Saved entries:
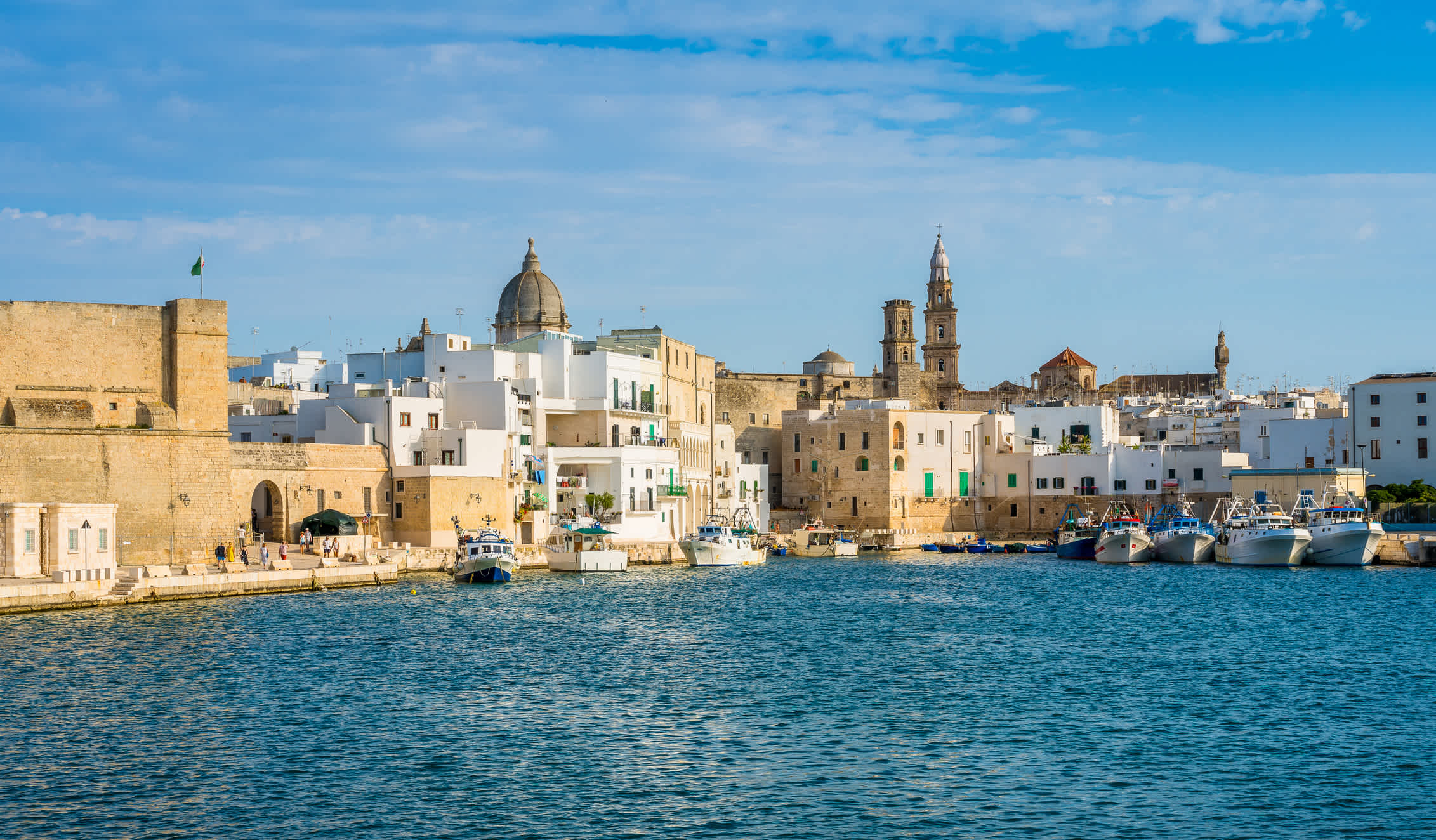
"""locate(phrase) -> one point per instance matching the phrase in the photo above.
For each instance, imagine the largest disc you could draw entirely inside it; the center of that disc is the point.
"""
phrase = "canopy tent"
(331, 523)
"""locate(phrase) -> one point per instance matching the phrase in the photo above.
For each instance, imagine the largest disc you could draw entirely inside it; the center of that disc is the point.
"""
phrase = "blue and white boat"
(484, 556)
(1341, 533)
(1181, 537)
(1077, 537)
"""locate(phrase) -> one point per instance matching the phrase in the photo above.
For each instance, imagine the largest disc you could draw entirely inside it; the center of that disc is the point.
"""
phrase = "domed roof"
(532, 299)
(940, 256)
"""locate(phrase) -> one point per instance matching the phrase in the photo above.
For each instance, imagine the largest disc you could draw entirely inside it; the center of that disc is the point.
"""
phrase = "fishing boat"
(572, 548)
(1077, 537)
(1260, 535)
(1123, 537)
(1341, 533)
(1181, 537)
(483, 556)
(718, 543)
(816, 541)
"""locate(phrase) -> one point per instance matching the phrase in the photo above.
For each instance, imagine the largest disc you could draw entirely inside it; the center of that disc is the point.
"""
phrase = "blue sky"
(1116, 176)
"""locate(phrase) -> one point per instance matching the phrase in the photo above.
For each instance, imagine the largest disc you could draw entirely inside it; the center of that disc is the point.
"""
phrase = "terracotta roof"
(1067, 359)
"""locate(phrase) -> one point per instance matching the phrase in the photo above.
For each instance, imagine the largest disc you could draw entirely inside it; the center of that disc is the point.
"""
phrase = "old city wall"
(305, 480)
(126, 405)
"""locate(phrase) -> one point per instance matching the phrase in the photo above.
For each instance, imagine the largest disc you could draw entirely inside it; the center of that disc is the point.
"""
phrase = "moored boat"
(1261, 535)
(717, 543)
(484, 556)
(1341, 533)
(583, 549)
(1181, 537)
(1123, 537)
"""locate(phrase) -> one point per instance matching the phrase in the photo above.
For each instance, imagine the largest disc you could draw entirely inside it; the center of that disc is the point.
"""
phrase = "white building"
(295, 368)
(1389, 426)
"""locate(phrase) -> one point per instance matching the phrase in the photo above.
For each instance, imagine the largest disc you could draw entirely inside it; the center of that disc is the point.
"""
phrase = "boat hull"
(1185, 548)
(484, 570)
(1270, 548)
(1345, 544)
(1123, 548)
(1083, 549)
(609, 560)
(704, 553)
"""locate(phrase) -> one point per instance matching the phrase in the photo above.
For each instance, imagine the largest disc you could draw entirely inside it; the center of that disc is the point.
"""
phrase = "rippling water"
(915, 695)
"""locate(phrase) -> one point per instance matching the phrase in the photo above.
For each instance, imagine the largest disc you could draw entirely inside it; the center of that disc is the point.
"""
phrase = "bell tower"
(940, 351)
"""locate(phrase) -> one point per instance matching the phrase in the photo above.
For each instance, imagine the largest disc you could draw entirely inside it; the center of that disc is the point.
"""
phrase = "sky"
(1123, 177)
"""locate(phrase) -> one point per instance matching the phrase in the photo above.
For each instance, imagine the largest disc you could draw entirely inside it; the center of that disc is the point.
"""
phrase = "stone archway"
(268, 510)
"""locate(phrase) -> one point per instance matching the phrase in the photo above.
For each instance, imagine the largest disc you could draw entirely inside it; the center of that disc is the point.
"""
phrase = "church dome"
(940, 256)
(529, 303)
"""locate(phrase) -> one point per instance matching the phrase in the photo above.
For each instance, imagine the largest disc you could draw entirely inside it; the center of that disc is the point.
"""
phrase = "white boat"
(1261, 536)
(1123, 537)
(1341, 533)
(1180, 537)
(817, 542)
(717, 543)
(583, 549)
(484, 556)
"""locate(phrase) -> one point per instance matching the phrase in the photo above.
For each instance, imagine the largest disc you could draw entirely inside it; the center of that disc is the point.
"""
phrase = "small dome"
(940, 256)
(530, 302)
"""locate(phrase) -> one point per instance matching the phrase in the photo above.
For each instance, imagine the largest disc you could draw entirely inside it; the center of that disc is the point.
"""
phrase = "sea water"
(892, 695)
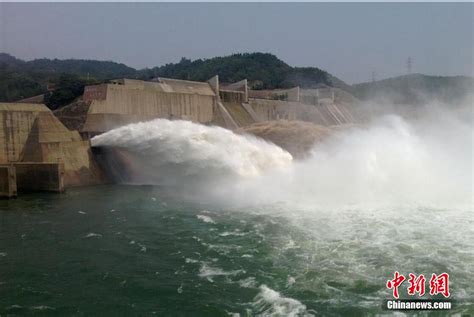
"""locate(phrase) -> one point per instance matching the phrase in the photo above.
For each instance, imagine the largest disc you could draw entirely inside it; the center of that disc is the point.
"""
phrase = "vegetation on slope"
(416, 89)
(22, 79)
(263, 70)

WHAT YOU HAVE TO DO =
Leave out the pictures and print every line of the data exactly.

OUTPUT BELOW =
"""locate(phrase) -> one point per instance matching the phrase in the photo above.
For each instance, imagine the largest disc you could draw entirely inside it; the center of that disc is the point.
"""
phrase = "canopy tent"
(331, 523)
"""locate(phrase) -> one point per instance matching the phrase in the photo above.
For each instance, imagine the largest disc you could draw entirely inside it; the center of that disc is the point.
"""
phrase = "blue and white boat"
(484, 556)
(1341, 533)
(1181, 537)
(1077, 537)
"""locate(phrase) -> one point per instance matching the phrase in the photo above.
For each instance, imagine the largest disc you could draw entirely inside it; the center of that disc is the point.
"""
phrase = "domed roof"
(532, 299)
(940, 256)
"""locate(phrase) -> one point per instance matching the phrase in the photo above.
For each instance, imagine the largest disc you could draw entirely inside it; the center of that disc is the point.
"""
phrase = "fishing boat"
(572, 548)
(1077, 537)
(1260, 535)
(1123, 537)
(1341, 533)
(1181, 537)
(483, 556)
(718, 543)
(816, 541)
"""locate(phrase) -> one point per instance matching the phrase in the photo above.
For each instance, imagine the largest disc you could draw entirely inside it; the center of that disc is the point.
"""
phrase = "blue sky"
(1116, 176)
"""locate(phrase) -> one point per instance matching the phrase in the photo above.
For each instance, imagine the largest disc you could draw entirely inside it; the center of that disc is the point.
"""
phrase = "terracotta roof"
(1067, 359)
"""locate(phrase) -> one point per instance matching the phrase in the photo above.
For each instance, imagine the largest disc you could draw entirely inside it; the center of that disc is the point.
"""
phrase = "old city wall"
(305, 480)
(126, 405)
"""locate(phrase) -> one point per instance matching the phrase in the photo above.
For each instance, imagine the largest disc you could draw entirely inside it; the center of that disc is the point.
"""
phrase = "moored boat"
(1261, 535)
(717, 543)
(484, 556)
(1341, 533)
(583, 549)
(1181, 537)
(1123, 537)
"""locate(phrase) -> one point per instance matching the phrase in the photo above.
For each instance, imagine the largest disc you could draw entirely inside it; the center of that disc is the point.
"""
phrase = "white building"
(295, 368)
(1389, 426)
"""locate(phrase) -> one point per instance matching the phrase in the photo above.
For each instance, imagine the largest disc you could draw entirely inside it; the center of that disc is the point.
"""
phrase = "boat hull"
(1185, 548)
(484, 570)
(1270, 548)
(1345, 544)
(1123, 548)
(1083, 549)
(609, 560)
(704, 553)
"""locate(phrase) -> one point per instance matching the phrase in the photo above.
For each instance, imagine the largest disc you could draw entirely inside it; the center of that disc is the point.
"""
phrase = "rippling water"
(915, 695)
"""locate(phrase) -> one point per instance matching the phrase in the photo above.
For each instance, imagine the largest disc you could draw entirely inside it; the center of that disc is the point.
"""
phrase = "bell tower"
(940, 351)
"""locate(phrase) -> one point per instance matching the phrase in the photo above.
For each instance, imagine the largest disc you could draw entirely inside it; the center of that disc is the point.
"""
phrase = "sky"
(1123, 177)
"""locate(phrase) -> one point per instance matching the phrase in the photo above.
For each instance, imagine the largest disc you could draw entirely inside it; the center of that disc is the point.
"""
phrase = "stone archway"
(268, 510)
"""locate(phrase) -> one point per instance matching the phrase in the photo above.
For each instance, imagine the largest disc you could draw entirely inside it; the center of that disc is the point.
"""
phrase = "church dome"
(940, 256)
(529, 303)
"""locate(phrase) -> one point per instance matching the phrase in the photo above.
For each instance, imagine the largest disc you could draw entirely inside it; the center of that disc is the point.
"""
phrase = "white boat"
(1261, 536)
(1123, 537)
(1341, 533)
(1180, 537)
(817, 542)
(717, 543)
(583, 549)
(484, 556)
"""locate(phrase) -> one point per instance matching the phrase in the photo above.
For each instance, imagine the largest disc you could draw entirely inside it; the center of that disc is the point.
"""
phrase = "small dome"
(940, 256)
(530, 302)
"""locate(phrase) -> one point per instance matching the phrase in the photo above.
For each instance, imagine the largest disc you could draw entirely inside it; the center of that disc is the point.
"""
phrase = "sea water"
(892, 695)
"""locate(phrase) -> one point per instance matching the phrase in the photo above.
For each instance, imagine the largest disc you could draw entirely inside it; the center of that disc is the point.
"""
phrase = "vegetation on slope"
(416, 89)
(22, 79)
(263, 70)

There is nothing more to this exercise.